### Document excerpt
--

After declining every month since February, the forward-looking metric of pending home sales saw a slight uptick in June, rising a fractional 0.3% as markets appear to be rebalancing around higher interest rates and minimal price appreciation.
Though the increase was small, the timing—right in the dog days of summer—is sparking some hope that real estate could begin climbing back to a normal or even boom market in the near future.
“The recovery has not taken place, but the housing recession is over,” said National Association of REALTORS® (NAR) Chief Economist Dr. Lawrence Yun in a statement. “The presence of multiple offers implies that housing demand is not being satisfied due to lack of supply. Homebuilders are ramping up production and hiring workers.”
The latest data from NAR was still decidedly mixed, with declines in two of four census regions. But with hopes that the Federal Reserve will hold rates steady after a 25-basis point hike this month, and at least some positive indicators from homebuilders, there are some reasons to expect a market on the upswing for the second half of 2023.
“With consumer price inflation calming close to the Federal Reserve’s desired conditions, mortgage rates look to have topped out,” Yun added. “Given the ongoing job additions, any meaningful decline in mortgage rates could lead to a rush of buyers later in the year and into the next.”
Even a small rebound in pending sales is especially positive at this time of year, according to Bright MLS Chief Economist Dr. Lisa Sturtevant, because activity normally would taper off before the start of a new school year.
“Traditionally, the housing market slows a bit during the summer largely because the end of the school year and summer vacations take prospective homebuyers out of the market,” she explained. “Overall pending sales activity is still significantly below last year’s levels, as constrained inventory, higher mortgage rates and summer travel suppressed buyer activity.”
But with home sales still far below pre-pandemic levels, there is still a long way to go, with NAR predicting 4.38 million existing homes selling in 2023—a 12.9% decrease from last year, and far below the 2019 mark of 5.34 million. Yun said that a significant turnaround will largely hinge on inventory.

--

### Dataset section
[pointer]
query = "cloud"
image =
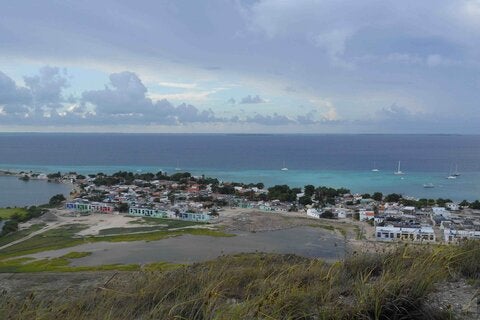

--

### Tasks to perform
A. According to the article on pending home sales, why is even a small rebound in pending sales considered especially positive at this time of year?
B. Continue the article on pending home sales from its last sentence.

### Exercise responses
A. Activity normally tapers off in summer, before the start of a new school year. The end of the school year and summer vacations take prospective homebuyers out of the market, so a rise in pending sales during this period runs against the usual seasonal slowdown.

B.
“It is critical to expand supply as much as possible to widen access to home buying for more Americans,” he said. “Home prices will be influenced by how much inventory is brought to market. Increased homebuilding will tame price growth, while limited construction will lead to home price appreciation outpacing income growth.”
And again, there is some positive movement on this front in terms of new construction starts and new-home sales—even though these make up only a small portion of overall transactions. NAR is predicting a 12.3% increase in new-home sales this year after construction data surprised economists back in June, with new home prices shrinking to meet affordability needs.
The imbalance between supply and demand (which remains almost as intense as during the pandemic) has also propped up prices, as NAR predicted that existing home prices would remain essentially flat before a marginal upswing (2.6%) next year.
Mortgage rates, which are also depressing inventory as existing homeowners cling to their locked-in low rates, will shrink somewhat this year, according to NAR, but will not reach earlier predictions of under 6%.
As has been the case through much of the housing correction, pending sales data showed an uneven recovery across the country. The Northeast and Midwest saw moderate increases from the previous month, 0.6% and 4.3%, respectively. The South and West both ticked down, with the South falling 1.4% and the West by a flat 1%.